If not I guess it would be interesting to see how this could be added.
https://wiki.openstreetmap.org/wiki/Osmose
Regards
Comment from GrumpyGorilla on 19 May 2024 at 17:14
Hey adrienandrem! I’m new here so still coming up to speed on all the tools. I’ll check out Osmose. Appreciate it!
Comment from map per on 21 May 2024 at 10:46
The OSM-Link-Validator (1) might be interesting for you. A fellow mapper form Munich uses ist to regularly check for broken links.
(1) https://codeberg.org/strubbl/osm-link-validator
Comment from GrumpyGorilla on 22 May 2024 at 17:03
Thanks! I’ve quite liked the ability to import into Organic Maps. Maybe I can look to add a similar functionality if it doesn’t exist yet.
Comment from IsStatenIsland on 26 May 2024 at 23:08
The further north you go, the smaller the west-east range of the search box. This deterioration is non-linear (sine function) and it’s still 70.7% halfway between the equator and pole at 45 degrees, so it may be subtle and easy to miss.

_RECORDS_
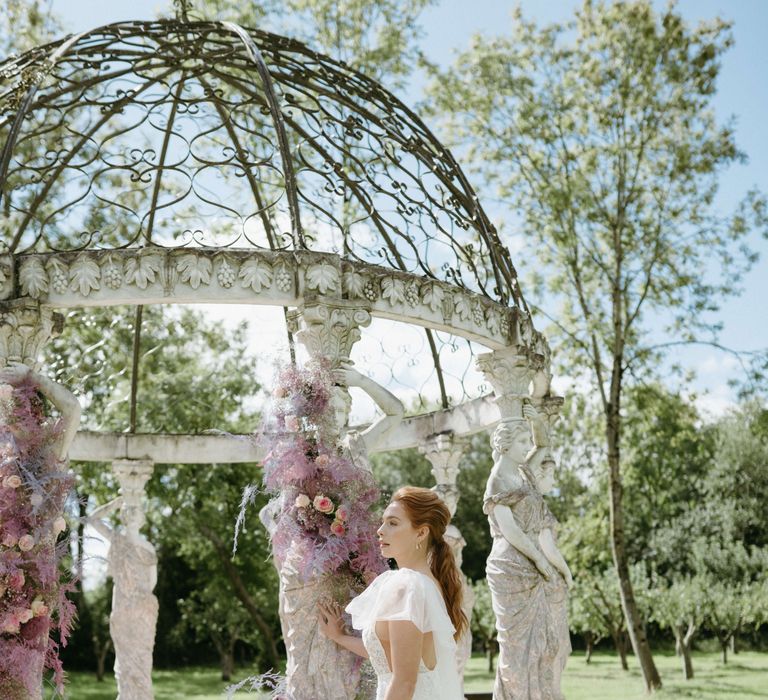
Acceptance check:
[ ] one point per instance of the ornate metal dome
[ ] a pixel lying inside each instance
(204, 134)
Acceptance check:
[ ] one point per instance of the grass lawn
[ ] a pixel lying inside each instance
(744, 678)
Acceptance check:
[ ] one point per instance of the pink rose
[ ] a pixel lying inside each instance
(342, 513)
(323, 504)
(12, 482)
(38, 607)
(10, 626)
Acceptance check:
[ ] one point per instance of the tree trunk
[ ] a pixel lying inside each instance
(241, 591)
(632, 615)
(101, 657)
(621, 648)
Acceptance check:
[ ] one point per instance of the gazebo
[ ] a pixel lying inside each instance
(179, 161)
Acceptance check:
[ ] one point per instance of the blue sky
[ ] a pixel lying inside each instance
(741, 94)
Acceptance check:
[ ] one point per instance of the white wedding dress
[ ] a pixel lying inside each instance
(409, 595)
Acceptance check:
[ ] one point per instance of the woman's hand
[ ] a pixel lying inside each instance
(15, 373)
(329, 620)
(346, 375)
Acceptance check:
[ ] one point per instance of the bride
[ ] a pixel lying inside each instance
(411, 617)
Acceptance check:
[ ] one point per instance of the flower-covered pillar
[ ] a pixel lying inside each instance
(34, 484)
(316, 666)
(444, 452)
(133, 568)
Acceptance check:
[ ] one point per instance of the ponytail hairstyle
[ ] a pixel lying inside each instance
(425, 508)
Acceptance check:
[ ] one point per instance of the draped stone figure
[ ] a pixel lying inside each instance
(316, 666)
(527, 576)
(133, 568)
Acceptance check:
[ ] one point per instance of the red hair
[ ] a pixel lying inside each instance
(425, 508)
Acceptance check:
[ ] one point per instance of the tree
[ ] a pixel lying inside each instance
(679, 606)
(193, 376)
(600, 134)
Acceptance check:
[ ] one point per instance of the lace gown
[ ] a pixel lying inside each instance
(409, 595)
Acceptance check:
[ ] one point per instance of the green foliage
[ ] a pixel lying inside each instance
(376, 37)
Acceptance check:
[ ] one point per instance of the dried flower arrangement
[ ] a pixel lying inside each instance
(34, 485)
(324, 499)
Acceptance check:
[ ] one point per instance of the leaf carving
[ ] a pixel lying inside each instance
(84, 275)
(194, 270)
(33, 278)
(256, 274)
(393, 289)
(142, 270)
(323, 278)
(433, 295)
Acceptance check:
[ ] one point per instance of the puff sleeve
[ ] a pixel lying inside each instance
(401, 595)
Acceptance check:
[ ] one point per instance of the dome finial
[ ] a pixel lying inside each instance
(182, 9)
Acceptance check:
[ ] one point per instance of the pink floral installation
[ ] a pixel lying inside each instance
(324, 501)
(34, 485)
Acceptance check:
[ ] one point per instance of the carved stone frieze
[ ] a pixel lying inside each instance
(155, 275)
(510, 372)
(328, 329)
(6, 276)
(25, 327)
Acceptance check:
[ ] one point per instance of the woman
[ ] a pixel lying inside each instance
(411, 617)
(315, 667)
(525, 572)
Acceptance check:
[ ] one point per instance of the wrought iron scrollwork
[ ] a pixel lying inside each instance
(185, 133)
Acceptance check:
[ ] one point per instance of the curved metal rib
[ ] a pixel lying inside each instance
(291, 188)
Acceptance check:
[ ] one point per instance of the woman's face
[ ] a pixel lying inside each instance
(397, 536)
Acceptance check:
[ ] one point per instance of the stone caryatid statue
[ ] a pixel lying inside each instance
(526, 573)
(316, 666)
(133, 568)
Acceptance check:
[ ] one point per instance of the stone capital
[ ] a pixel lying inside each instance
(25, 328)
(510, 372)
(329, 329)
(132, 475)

---

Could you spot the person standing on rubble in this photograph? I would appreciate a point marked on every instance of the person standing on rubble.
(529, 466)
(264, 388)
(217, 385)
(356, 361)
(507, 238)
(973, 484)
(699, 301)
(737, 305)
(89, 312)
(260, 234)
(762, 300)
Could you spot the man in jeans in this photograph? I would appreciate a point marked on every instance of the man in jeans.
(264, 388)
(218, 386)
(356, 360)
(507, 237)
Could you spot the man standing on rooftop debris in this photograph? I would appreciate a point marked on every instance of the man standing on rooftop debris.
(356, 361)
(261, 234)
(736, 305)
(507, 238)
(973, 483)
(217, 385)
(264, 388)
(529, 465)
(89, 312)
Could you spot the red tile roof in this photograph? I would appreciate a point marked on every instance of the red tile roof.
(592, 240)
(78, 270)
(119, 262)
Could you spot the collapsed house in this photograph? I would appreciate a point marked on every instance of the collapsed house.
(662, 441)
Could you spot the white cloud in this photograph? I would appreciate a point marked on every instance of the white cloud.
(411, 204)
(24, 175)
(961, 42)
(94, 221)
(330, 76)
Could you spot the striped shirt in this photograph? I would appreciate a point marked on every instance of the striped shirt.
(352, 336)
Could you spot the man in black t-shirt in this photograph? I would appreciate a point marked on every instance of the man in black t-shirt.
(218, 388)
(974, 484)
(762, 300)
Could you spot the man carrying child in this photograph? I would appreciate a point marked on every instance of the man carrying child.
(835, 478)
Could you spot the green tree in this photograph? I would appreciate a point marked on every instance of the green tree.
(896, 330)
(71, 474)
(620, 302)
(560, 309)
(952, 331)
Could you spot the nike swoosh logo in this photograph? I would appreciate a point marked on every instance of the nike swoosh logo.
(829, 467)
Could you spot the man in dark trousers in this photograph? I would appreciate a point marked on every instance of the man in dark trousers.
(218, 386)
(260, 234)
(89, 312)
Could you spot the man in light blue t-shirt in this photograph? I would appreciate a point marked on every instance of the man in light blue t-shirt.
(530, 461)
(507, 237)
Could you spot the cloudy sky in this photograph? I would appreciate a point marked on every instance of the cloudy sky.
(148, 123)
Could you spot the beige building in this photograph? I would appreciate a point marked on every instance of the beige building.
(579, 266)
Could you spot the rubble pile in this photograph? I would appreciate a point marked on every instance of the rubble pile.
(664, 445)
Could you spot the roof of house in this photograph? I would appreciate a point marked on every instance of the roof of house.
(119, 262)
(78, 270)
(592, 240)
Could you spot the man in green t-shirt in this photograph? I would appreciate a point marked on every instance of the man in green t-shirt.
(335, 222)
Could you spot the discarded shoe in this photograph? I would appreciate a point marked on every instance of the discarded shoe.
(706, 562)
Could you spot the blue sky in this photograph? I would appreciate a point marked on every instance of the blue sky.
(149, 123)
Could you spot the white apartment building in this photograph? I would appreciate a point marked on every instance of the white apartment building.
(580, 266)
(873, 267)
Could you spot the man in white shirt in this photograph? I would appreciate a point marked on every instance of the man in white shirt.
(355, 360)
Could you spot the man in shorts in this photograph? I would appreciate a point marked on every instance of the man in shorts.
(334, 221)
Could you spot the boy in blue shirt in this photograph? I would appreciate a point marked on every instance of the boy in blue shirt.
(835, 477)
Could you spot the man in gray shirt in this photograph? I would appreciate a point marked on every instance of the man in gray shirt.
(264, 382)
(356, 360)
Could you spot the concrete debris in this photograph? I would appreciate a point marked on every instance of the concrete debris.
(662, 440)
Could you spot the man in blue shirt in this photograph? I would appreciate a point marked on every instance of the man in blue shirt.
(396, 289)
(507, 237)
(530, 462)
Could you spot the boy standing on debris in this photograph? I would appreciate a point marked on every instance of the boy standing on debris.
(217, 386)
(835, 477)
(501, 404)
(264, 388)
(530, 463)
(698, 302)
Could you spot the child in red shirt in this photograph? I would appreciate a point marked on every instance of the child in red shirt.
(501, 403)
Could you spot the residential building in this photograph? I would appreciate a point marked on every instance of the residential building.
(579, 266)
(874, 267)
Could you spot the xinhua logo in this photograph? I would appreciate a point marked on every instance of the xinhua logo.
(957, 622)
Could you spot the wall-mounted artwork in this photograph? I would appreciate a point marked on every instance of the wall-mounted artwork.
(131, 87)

_EXERCISE TASKS_
**A)** Repeat the comment thread word for word from "(1) https://codeberg.org/strubbl/osm-link-validator" to "doesn’t exist yet.".
**B)** According to the comment thread, why might the narrowing of the search box's west-east range be easy to miss?
The material placed after the comment thread is separate from it.

_SOLUTIONS_
**A)**
(1) https://codeberg.org/strubbl/osm-link-validator
Comment from GrumpyGorilla on 22 May 2024 at 17:03
Thanks! I’ve quite liked the ability to import into Organic Maps. Maybe I can look to add a similar functionality if it doesn’t exist yet.

**B)** The narrowing is non-linear, following a sine function, and at 45 degrees, halfway between the equator and the pole, the range is still 70.7%. The change may therefore be subtle.